### WHAT IS NEEDED
Update the material below by replacing every "one per instance" with "one for each instance". Leave everything else unchanged.
════════════════
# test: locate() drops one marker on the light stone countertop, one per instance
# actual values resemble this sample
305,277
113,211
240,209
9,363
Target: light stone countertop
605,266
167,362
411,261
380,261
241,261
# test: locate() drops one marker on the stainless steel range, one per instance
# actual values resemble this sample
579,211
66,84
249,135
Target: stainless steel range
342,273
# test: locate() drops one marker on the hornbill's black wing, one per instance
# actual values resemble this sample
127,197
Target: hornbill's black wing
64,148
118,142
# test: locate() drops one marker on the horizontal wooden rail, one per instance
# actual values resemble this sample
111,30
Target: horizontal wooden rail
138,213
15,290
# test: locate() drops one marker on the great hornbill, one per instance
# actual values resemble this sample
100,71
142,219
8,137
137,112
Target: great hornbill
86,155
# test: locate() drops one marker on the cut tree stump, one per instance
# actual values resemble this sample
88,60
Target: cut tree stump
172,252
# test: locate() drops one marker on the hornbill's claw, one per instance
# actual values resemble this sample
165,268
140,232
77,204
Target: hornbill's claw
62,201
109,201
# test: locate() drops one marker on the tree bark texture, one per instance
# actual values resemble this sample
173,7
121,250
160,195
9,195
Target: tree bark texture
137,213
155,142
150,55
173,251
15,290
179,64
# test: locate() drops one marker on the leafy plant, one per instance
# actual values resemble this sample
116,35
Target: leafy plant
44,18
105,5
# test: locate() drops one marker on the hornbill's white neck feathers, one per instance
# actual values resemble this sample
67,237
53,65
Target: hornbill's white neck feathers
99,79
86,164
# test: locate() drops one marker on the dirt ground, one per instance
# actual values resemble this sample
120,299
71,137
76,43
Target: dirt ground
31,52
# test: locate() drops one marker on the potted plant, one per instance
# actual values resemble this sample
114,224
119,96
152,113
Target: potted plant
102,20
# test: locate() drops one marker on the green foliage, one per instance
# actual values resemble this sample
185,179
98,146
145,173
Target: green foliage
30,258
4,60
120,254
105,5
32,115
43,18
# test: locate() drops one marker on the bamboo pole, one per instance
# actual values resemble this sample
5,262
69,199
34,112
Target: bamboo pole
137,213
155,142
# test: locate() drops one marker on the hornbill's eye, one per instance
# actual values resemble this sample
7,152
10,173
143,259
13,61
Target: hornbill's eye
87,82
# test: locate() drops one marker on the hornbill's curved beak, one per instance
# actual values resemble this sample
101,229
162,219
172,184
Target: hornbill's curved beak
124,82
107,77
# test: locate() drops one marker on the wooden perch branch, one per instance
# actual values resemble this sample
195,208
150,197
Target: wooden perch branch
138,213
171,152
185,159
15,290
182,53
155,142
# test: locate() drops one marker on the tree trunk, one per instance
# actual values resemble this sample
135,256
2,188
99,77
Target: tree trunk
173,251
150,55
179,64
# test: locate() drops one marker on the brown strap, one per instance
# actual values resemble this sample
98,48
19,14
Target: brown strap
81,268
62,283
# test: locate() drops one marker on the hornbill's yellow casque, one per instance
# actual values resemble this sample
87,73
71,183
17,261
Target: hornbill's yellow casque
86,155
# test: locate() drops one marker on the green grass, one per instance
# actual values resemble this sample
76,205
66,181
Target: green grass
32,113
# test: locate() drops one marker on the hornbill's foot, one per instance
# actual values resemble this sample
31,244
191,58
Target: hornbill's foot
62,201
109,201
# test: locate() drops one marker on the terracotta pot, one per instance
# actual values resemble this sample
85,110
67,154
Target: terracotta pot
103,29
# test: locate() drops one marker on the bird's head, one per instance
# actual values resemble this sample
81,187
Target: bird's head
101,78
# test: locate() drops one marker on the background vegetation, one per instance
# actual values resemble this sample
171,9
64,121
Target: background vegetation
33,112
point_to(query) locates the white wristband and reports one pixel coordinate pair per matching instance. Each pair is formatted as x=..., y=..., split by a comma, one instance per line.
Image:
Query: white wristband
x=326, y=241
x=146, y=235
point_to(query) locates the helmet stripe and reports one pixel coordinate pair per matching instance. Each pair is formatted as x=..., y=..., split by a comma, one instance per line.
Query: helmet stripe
════════════════
### SOLUTION FOR THIS PROBLEM
# test: locate() drops one marker on the light stone countertop, one for each instance
# actual values resemble this sample
305,277
113,211
240,209
9,363
Target: light stone countertop
605,266
167,362
411,261
380,261
241,261
# test: locate() drops one marker on the stainless steel range, one for each instance
# actual values resemble this sample
579,211
66,84
249,135
Target: stainless steel range
342,273
# test: locate() drops one marker on the hornbill's black wing, one for each instance
# actual values resemble this sample
127,197
Target: hornbill's black wing
64,148
118,142
# test: locate() drops one marker on the horizontal wooden rail, one for each instance
# actual values resemble this sample
111,30
Target: horizontal wooden rail
138,213
15,290
# test: locate() drops one marker on the great hornbill, one for each instance
# actual values resemble this sample
100,71
142,219
8,137
137,112
Target: great hornbill
86,155
# test: locate() drops one marker on the cut tree stump, one for each instance
# actual values resemble this sample
88,60
Target: cut tree stump
172,252
# test: locate() drops one marker on the hornbill's claw, one for each instance
# actual values resemble this sample
165,268
140,232
77,204
Target: hornbill's claw
62,201
109,201
# test: locate() drops one marker on the tree bark texture, one for each instance
# actual values resemble this sample
173,7
121,250
160,195
9,195
Target: tree bark texture
137,213
155,142
150,55
173,251
15,290
179,64
# test: locate() drops one marker on the leafy plant, one for each instance
# actual values resemble this sample
116,35
Target: leafy plant
44,18
105,5
# test: locate() drops one marker on the hornbill's white neck feathers, one for each instance
# actual values resemble this sample
67,237
53,65
Target: hornbill's white neck feathers
99,79
86,164
# test: locate() drops one marker on the dirt ground, one for each instance
# actual values resemble this sample
120,299
71,137
76,43
Target: dirt ground
31,52
# test: locate() drops one marker on the potted plant, one for each instance
# actual values resemble this sample
114,224
119,96
152,113
Target: potted plant
102,20
# test: locate() drops one marker on the green foliage, one for each instance
# actual values resemble this sample
185,179
98,146
145,173
Target: green foliage
30,258
4,60
120,254
105,5
32,115
43,18
# test: locate() drops one marker on the bamboo pole, one for each instance
# actual values resemble this sample
5,262
69,199
34,112
Target: bamboo pole
137,213
155,142
# test: locate() drops one marker on the hornbill's eye, one for each instance
# actual values resemble this sample
7,152
10,173
143,259
13,61
Target: hornbill's eye
87,82
# test: locate() drops one marker on the hornbill's curved beak, one for each instance
# actual values resemble this sample
101,229
162,219
172,184
Target: hornbill's curved beak
124,82
107,77
# test: locate() drops one marker on the wooden perch branch, one for each instance
# actual values resemble this sample
195,208
150,197
Target: wooden perch branch
138,213
171,152
185,159
15,290
182,53
155,142
# test: locate() drops one marker on the tree trunk, one for each instance
# actual values resemble this sample
135,256
2,188
99,77
Target: tree trunk
173,251
150,55
179,64
# test: locate() drops one marker on the brown strap, one for each instance
# actual values resemble this sample
98,48
19,14
Target: brown strap
81,268
62,283
# test: locate() drops one marker on the hornbill's yellow casque, one for each instance
# actual values resemble this sample
87,73
71,183
17,261
Target: hornbill's yellow casque
86,155
# test: locate() drops one marker on the green grass, one for each instance
# actual values resemble this sample
76,205
66,181
Target: green grass
32,113
# test: locate() drops one marker on the hornbill's foot, one for each instance
# actual values resemble this sample
31,244
191,58
Target: hornbill's foot
62,201
109,201
# test: locate() drops one marker on the terracotta pot, one for each instance
# actual values resemble this sample
85,110
67,154
Target: terracotta pot
103,29
# test: locate() drops one marker on the bird's head, one for each instance
# actual values resemble this sample
81,187
Target: bird's head
101,78
# test: locate() drops one marker on the background vegetation, one for each instance
# actual values resemble this sample
171,9
64,121
Target: background vegetation
33,112
point_to(query) locates the white wristband and reports one pixel coordinate pair per matching instance. Each pair is formatted as x=..., y=..., split by a comma, one instance per line.
Image:
Query: white wristband
x=326, y=241
x=146, y=235
point_to(query) locates the helmet stripe and reports one pixel coordinate pair per matching instance. Each pair is formatted as x=..., y=..., split by a comma, one instance per line.
Query: helmet stripe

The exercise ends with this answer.